* SET TASK *
Identify every one of the lines below that contains the word "lamp", and copy each such line in full. Case counts, so only match that exact capitalization.

==== PROVIDED MATERIAL

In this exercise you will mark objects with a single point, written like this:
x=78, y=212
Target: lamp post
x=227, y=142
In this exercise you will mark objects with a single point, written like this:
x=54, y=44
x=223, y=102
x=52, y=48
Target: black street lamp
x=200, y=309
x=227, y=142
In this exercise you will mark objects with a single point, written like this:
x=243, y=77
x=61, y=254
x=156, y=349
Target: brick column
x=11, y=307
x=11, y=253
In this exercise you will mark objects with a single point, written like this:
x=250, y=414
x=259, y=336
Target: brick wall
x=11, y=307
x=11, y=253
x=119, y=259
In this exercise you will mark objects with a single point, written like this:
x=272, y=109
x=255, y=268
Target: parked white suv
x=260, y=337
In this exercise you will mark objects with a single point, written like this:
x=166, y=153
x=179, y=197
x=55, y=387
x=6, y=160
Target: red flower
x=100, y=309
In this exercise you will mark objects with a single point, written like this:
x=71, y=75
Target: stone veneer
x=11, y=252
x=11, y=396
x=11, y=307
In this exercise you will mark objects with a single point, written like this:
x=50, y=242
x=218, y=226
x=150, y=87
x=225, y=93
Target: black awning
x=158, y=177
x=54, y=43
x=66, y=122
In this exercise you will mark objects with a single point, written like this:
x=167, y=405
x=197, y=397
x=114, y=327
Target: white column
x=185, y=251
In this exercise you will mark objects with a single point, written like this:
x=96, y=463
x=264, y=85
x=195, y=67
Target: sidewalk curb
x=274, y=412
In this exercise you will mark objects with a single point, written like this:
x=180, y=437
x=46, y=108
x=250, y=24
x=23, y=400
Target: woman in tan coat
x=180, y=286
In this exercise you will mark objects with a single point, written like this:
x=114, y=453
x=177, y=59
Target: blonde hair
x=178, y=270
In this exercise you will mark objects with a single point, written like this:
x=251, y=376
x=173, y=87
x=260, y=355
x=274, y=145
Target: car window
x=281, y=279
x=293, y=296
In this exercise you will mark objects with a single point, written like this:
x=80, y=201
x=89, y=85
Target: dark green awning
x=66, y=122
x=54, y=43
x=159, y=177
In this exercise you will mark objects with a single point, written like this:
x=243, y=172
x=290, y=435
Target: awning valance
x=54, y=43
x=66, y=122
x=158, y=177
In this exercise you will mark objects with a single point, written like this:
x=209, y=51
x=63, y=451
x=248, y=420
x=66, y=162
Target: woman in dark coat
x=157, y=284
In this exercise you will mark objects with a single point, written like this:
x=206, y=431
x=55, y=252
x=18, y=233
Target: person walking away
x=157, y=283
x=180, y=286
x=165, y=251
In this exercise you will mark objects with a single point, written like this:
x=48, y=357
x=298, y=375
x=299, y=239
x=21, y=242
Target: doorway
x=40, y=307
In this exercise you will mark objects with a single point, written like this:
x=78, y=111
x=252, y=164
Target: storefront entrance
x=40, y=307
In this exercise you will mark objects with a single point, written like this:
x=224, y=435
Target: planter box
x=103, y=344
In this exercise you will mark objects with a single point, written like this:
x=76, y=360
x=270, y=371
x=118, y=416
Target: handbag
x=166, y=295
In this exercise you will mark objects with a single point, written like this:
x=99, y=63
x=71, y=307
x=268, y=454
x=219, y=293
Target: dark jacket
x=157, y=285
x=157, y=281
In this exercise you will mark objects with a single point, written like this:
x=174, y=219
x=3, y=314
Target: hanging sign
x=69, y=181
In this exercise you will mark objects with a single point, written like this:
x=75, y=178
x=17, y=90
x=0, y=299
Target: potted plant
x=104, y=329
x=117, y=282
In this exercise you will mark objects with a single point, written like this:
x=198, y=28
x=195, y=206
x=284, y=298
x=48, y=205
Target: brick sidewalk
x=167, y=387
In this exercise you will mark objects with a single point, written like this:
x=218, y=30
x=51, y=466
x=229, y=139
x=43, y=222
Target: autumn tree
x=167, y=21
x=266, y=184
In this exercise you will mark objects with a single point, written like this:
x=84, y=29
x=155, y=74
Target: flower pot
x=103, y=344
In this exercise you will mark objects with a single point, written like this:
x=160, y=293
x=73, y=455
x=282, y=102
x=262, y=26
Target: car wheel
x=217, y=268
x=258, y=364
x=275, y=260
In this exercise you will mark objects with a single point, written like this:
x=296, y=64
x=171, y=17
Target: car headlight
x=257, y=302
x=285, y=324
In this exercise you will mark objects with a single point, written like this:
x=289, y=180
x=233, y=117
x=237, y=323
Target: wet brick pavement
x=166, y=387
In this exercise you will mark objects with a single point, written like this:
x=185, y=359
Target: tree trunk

========

* PROBLEM SOLUTION *
Target: lamp post
Target: black street lamp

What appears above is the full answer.